To be done - Identify each line in the records below that contains the word "football", and copy every such line.

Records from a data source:
------------------------------------

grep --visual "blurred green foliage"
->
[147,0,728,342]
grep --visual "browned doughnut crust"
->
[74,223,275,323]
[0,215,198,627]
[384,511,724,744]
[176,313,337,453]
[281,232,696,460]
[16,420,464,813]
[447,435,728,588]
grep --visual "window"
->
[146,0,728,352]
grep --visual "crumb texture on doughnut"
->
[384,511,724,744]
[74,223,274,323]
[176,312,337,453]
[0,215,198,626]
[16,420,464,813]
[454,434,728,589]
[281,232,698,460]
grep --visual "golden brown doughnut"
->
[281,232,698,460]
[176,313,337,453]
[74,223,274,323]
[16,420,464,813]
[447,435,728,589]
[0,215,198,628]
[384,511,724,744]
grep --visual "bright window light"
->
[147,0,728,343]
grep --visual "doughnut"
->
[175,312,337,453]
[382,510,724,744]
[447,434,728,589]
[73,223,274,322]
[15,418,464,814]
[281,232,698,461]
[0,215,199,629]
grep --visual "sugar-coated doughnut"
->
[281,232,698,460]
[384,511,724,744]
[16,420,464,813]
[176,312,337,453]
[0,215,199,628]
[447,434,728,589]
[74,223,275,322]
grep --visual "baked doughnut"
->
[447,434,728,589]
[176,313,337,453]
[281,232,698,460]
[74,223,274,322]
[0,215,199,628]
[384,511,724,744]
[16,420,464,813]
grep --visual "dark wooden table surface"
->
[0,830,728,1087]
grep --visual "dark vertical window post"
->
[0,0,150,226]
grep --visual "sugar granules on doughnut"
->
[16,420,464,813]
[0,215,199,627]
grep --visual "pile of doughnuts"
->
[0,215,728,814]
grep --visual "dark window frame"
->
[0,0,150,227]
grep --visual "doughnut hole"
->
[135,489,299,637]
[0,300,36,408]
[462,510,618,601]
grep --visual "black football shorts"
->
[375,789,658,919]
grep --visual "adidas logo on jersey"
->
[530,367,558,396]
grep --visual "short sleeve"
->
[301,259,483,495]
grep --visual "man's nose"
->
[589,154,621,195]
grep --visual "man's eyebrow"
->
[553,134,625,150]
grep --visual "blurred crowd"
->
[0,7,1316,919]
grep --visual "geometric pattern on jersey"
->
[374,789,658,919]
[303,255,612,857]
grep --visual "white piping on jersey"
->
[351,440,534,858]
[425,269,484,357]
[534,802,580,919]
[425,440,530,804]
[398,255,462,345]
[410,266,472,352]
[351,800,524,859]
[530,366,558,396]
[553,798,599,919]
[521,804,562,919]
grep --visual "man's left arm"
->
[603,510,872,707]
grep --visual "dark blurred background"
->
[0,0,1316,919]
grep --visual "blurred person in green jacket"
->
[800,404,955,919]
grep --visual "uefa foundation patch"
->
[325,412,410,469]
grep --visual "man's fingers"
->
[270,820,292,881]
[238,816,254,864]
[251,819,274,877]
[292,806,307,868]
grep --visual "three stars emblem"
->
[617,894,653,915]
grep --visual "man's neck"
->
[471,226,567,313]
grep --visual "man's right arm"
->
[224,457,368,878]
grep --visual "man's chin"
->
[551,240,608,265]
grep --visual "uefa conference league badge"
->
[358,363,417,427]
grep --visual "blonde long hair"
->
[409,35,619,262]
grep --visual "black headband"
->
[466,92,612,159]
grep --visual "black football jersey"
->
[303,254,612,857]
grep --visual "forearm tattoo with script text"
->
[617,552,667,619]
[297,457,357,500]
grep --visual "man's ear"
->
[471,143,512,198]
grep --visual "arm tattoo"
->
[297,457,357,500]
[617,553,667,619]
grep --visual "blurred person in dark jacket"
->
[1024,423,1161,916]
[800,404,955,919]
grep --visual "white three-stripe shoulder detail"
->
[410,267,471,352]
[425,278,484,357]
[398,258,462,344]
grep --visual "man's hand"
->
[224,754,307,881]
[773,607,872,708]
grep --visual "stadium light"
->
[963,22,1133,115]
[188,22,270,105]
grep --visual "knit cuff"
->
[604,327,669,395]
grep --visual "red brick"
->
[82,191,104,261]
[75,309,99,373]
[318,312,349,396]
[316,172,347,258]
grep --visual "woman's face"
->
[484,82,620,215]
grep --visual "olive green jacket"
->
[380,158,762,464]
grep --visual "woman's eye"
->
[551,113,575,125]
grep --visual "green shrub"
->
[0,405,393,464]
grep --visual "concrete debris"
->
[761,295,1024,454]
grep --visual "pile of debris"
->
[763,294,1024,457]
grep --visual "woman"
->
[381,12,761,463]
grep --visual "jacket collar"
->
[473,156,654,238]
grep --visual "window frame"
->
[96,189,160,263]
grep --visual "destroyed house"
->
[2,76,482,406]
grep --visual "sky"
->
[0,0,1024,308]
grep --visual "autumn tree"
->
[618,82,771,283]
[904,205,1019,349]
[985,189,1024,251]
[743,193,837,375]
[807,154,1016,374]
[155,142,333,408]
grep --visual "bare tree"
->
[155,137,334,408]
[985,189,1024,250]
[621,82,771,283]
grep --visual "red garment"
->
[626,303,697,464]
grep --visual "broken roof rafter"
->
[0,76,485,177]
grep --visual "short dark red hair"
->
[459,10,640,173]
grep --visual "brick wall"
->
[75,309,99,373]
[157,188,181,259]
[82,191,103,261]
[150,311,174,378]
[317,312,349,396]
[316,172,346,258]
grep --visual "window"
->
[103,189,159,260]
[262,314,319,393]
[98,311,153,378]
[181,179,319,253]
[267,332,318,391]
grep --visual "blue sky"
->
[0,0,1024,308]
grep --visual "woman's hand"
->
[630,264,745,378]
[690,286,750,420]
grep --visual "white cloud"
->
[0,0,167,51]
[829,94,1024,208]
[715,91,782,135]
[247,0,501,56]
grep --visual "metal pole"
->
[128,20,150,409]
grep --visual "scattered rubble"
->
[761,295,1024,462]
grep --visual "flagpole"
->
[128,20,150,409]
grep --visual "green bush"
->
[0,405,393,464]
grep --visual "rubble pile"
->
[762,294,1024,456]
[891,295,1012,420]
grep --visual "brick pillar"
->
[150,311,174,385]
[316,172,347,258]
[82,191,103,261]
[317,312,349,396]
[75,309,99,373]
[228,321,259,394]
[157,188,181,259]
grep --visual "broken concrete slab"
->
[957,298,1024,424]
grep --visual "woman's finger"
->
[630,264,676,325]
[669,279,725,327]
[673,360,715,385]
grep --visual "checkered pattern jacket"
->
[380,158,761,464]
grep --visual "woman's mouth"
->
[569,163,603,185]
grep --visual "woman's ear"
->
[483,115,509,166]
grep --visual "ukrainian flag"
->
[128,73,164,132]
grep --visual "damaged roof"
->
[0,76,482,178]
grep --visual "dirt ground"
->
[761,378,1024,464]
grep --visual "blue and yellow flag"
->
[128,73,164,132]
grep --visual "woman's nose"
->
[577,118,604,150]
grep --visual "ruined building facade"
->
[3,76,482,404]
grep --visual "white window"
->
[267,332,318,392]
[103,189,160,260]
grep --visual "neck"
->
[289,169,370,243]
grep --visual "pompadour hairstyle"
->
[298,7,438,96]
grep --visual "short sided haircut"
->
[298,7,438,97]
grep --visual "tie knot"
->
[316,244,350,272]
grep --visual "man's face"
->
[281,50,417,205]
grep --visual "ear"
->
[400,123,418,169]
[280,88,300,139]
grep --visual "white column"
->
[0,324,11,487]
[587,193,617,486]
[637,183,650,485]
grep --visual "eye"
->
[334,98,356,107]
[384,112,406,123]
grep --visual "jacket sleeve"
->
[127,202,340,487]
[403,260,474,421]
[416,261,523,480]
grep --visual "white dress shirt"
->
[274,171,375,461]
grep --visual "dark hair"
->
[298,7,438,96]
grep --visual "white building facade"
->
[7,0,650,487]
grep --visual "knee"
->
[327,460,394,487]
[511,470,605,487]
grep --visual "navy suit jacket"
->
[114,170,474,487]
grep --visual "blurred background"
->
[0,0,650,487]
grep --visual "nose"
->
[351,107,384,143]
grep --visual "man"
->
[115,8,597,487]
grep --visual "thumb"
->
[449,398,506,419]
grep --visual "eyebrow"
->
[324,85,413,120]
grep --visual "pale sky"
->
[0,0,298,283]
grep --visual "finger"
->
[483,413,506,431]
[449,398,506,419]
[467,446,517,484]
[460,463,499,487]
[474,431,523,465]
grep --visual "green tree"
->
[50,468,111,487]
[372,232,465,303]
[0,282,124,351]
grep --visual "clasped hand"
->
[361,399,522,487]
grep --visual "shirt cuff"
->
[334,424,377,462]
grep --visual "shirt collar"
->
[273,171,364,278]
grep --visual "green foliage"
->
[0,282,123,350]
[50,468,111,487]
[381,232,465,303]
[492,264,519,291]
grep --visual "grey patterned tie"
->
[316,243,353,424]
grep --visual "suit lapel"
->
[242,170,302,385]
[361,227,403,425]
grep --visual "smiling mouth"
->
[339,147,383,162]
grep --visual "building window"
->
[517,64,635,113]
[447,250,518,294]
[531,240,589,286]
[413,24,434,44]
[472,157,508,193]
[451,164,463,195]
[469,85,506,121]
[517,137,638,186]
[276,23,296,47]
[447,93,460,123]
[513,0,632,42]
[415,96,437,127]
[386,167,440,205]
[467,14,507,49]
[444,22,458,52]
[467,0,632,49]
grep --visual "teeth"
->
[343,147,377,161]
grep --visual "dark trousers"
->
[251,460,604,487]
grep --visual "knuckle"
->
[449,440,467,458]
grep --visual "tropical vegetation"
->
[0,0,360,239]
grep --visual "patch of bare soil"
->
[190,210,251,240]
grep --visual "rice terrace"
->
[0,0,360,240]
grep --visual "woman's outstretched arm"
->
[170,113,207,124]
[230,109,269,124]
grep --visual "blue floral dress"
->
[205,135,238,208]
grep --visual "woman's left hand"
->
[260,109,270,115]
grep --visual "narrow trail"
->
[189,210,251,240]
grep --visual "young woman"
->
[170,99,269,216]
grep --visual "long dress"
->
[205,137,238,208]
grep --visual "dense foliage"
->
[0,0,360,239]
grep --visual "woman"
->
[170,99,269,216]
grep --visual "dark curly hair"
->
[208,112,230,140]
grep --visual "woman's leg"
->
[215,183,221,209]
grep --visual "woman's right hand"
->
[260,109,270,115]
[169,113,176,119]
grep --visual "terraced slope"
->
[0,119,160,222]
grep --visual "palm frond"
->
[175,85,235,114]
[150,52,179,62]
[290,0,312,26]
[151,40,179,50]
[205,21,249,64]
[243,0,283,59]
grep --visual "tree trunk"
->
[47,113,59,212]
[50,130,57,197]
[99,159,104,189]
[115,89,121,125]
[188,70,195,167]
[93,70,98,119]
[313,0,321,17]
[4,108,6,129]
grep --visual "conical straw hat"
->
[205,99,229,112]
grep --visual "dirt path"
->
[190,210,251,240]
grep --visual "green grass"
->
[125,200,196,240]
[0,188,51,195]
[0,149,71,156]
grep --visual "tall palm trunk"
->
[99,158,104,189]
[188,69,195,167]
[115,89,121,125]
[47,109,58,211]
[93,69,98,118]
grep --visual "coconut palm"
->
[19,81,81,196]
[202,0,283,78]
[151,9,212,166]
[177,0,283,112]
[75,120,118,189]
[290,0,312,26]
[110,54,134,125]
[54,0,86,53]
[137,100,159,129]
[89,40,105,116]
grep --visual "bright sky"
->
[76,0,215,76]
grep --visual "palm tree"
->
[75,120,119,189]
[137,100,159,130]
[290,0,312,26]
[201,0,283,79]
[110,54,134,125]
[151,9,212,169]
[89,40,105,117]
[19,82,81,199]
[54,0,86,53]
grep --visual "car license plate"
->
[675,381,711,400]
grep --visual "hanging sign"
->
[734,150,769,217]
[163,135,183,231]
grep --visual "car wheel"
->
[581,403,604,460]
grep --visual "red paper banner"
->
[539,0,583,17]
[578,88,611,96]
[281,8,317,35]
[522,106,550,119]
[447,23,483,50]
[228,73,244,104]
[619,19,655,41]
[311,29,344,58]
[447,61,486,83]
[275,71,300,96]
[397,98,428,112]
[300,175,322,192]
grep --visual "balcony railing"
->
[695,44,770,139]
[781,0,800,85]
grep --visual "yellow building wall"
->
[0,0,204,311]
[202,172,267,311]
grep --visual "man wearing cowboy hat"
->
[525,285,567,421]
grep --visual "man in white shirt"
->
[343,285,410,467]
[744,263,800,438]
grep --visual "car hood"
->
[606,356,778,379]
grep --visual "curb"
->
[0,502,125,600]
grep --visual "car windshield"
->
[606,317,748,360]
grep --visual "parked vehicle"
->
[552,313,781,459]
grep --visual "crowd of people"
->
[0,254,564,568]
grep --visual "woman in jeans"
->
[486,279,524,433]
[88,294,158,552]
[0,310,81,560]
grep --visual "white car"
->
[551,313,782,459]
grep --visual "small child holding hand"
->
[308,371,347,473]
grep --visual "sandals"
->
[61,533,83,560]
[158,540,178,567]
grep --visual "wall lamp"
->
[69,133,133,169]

------------------------------------

Response to this task -
grep --visual "black football shorts"
grep --visual "black football jersey"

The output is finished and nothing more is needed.